■ Exercise brief ■
Each record below must be written out again in exactly the same form.

[Recorded data]
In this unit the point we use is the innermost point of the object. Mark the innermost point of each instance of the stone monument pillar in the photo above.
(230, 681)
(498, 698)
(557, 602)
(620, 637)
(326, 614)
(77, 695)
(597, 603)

■ Answer section ■
In this unit the point we use is the innermost point of the object. Mark the innermost point of each instance of the stone monument pillar in the photo above.
(230, 681)
(498, 698)
(557, 602)
(620, 637)
(326, 614)
(77, 695)
(597, 603)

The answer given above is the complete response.